▶ **RECORDS PROVIDED**
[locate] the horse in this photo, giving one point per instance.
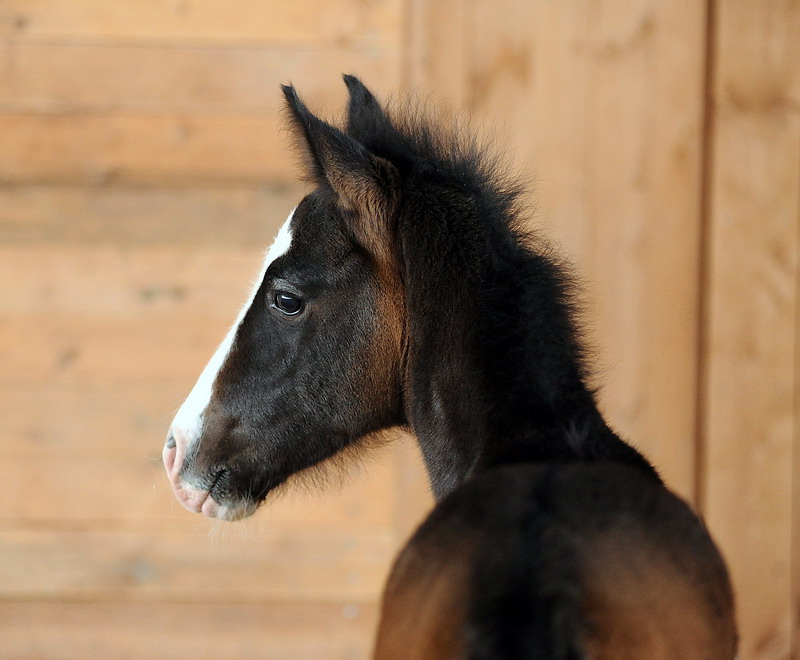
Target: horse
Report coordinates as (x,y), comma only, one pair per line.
(405,291)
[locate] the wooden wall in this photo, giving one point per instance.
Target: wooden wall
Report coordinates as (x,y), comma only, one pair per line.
(142,172)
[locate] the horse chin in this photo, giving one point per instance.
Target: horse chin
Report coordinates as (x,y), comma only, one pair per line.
(229,512)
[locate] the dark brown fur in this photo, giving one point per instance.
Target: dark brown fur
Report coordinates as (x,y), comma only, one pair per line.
(425,306)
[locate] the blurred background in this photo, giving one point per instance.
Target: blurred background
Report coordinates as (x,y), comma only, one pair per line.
(143,170)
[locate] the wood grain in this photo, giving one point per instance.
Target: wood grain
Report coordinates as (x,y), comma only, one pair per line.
(276,630)
(305,565)
(294,23)
(750,337)
(182,217)
(605,114)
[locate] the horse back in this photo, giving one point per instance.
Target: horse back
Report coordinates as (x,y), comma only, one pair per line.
(560,561)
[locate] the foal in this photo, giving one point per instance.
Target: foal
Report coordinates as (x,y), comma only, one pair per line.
(403,291)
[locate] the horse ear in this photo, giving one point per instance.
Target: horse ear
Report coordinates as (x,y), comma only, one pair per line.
(363,182)
(365,116)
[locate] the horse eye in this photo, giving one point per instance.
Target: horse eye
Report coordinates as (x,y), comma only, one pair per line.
(287,303)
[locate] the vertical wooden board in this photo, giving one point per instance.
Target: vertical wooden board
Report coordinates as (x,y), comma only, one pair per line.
(750,338)
(795,506)
(303,23)
(277,631)
(605,108)
(643,183)
(192,80)
(184,218)
(312,565)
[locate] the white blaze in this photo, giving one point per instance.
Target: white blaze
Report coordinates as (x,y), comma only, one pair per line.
(189,417)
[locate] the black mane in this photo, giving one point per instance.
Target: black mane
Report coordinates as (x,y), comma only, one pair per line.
(479,282)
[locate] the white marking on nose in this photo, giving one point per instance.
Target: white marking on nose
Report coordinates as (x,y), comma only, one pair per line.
(189,416)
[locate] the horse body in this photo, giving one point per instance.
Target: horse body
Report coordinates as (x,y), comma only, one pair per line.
(404,293)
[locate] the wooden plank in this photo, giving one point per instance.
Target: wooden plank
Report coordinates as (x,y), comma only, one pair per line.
(141,148)
(163,348)
(317,565)
(90,463)
(750,336)
(88,418)
(278,631)
(193,81)
(617,170)
(645,108)
(132,216)
(284,23)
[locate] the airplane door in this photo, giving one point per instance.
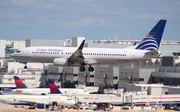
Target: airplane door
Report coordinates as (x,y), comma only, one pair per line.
(134,55)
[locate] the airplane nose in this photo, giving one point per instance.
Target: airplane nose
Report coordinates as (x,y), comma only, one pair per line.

▶ **TASK BRIEF**
Copy every record above verbatim, omitting the pictures.

▶ **RESPONSE FOR THIS EXERCISE**
[locate] the horse in this photo, giving one point per instance.
Target: horse
Report coordinates as (x,y), comma only, one pair per line.
(405,291)
[locate] the wooden wall in this photo, giving one point per instance.
Target: wooden wall
Report coordinates as (x,y), comma only, one pair per line.
(142,172)
[locate] the horse chin in this photo, giving one point per instance.
Target: horse chin
Report coordinates as (x,y), comma only, one pair per line.
(229,512)
[locate] the dark brown fur in this photo, giving one point per instance.
Target: dark brown fur
Report coordinates as (x,y), comma only, one pair per line.
(425,306)
[locate] the blurred background in this photo, giving one point per instance.
Target: blurred background
Report coordinates as (x,y), comma only, one pair per line.
(143,170)
[locate] the wood grain in this photo, giving one point per instance.
Target: wood grain
Report coordinates as (x,y), comma only, one pair per line.
(276,630)
(305,565)
(294,23)
(750,337)
(182,217)
(605,114)
[locate] the horse back in this photo, giving one point per instance.
Target: horse back
Report coordinates as (x,y), comma only, one pair per line.
(560,561)
[locate] the foal in this photo, giving one point per instance.
Target: foal
Report coordinates as (x,y), comma only, one pair per line.
(403,291)
[locate] the horse ear in this photo, giving one point per instance.
Target: horse ear
Report coordinates as (x,y), comma only, one pair per line.
(363,182)
(365,116)
[locate] the horse eye in this photo, giving one point per instance.
Target: horse eye
Report coordinates as (x,y), comma only, one pair per line.
(287,303)
[locate] the vertical wooden board in this photo, giving one point per instance.
Target: vertical wooden board
Report coordinates as (x,y), comma only, one pair per line.
(750,338)
(795,506)
(303,23)
(277,631)
(605,108)
(643,183)
(192,80)
(184,218)
(312,565)
[locate] the white blaze in this photo, giving one point per instance.
Target: white blaze
Report coordinates as (x,y), comma only, one pair per line.
(189,417)
[locate] the black mane in this photo, giving one point per instance.
Target: black mane
Report coordinates as (x,y), comma only, one pair per line.
(479,282)
[locate] the white marking on nose in this photo, giving one point per instance.
Target: white marking on nose
Report coordinates as (x,y), comma only, one pair per line.
(189,416)
[locate] the horse body in this photo, giving one point per instance.
Target: horse body
Report coordinates as (x,y), comma only, one pair per line.
(404,293)
[locate] the wooden plank in this photo, giving one point per instance.
Target: wooden plank
Report coordinates as (x,y), comma only, one pair per line.
(141,148)
(163,348)
(317,565)
(90,463)
(750,336)
(88,418)
(278,631)
(193,81)
(617,170)
(645,108)
(132,216)
(284,23)
[locate] the airplane door in this photo, giving one point per instance.
Target: airplane door
Report coordinates as (x,y), comma only, one pair per line.
(134,55)
[locate] the airplane nose in this photo, giving one point per instance.
Target: airplane nose
Report coordinates as (x,y), comma only, one pair per line.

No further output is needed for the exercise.